- _TASK TO CARRY OUT_
What is needed here is an exact reprint of every record below.

- _SUPPLIED RECORDS_
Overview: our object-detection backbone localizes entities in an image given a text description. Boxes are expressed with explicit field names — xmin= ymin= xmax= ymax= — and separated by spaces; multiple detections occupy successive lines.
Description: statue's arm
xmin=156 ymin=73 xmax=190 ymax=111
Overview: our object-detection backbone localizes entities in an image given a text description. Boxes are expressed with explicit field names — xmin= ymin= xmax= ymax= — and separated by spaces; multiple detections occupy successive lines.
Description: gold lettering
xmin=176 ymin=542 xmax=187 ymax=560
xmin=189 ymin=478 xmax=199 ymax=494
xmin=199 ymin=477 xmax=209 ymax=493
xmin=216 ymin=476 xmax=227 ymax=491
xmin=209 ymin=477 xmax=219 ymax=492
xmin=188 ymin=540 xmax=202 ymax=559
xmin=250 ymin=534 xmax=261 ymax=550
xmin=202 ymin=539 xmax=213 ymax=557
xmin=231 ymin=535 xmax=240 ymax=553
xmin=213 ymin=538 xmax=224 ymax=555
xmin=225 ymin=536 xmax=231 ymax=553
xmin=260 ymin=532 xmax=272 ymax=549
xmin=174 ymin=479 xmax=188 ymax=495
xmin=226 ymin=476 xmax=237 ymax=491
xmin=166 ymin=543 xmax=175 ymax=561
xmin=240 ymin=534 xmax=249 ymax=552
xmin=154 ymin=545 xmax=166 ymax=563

- _OUTPUT_
Overview: our object-detection backbone localizes entities in an image given a text description. Boxes are expressed with explicit field names — xmin= ymin= xmax= ymax= — and separated by spaces; multiple detections occupy successive lines.
Description: statue's arm
xmin=156 ymin=73 xmax=190 ymax=111
Overview: our object-detection backbone localizes entities in an image given a text description. Boxes are expressed with explicit field names — xmin= ymin= xmax= ymax= — and separated by spaces; multiple detections occupy successive lines.
Description: gold lettering
xmin=176 ymin=542 xmax=187 ymax=560
xmin=189 ymin=478 xmax=199 ymax=494
xmin=199 ymin=477 xmax=209 ymax=493
xmin=216 ymin=476 xmax=227 ymax=491
xmin=209 ymin=477 xmax=219 ymax=492
xmin=188 ymin=540 xmax=202 ymax=559
xmin=250 ymin=534 xmax=261 ymax=550
xmin=202 ymin=539 xmax=213 ymax=557
xmin=231 ymin=535 xmax=240 ymax=553
xmin=213 ymin=538 xmax=224 ymax=555
xmin=225 ymin=536 xmax=231 ymax=553
xmin=260 ymin=532 xmax=272 ymax=549
xmin=174 ymin=479 xmax=188 ymax=495
xmin=226 ymin=476 xmax=237 ymax=491
xmin=166 ymin=543 xmax=175 ymax=561
xmin=240 ymin=534 xmax=249 ymax=552
xmin=154 ymin=545 xmax=166 ymax=563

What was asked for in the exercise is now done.